# What is expected
Please copy the entries below word for word.

(Saved entries)
********************

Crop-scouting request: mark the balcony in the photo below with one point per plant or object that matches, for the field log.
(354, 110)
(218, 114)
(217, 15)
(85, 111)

********************

# Expected answer
Crop-scouting request: mark the balcony in the photo below with one point per plant or object that matches, for the field log.
(354, 110)
(218, 114)
(217, 15)
(85, 111)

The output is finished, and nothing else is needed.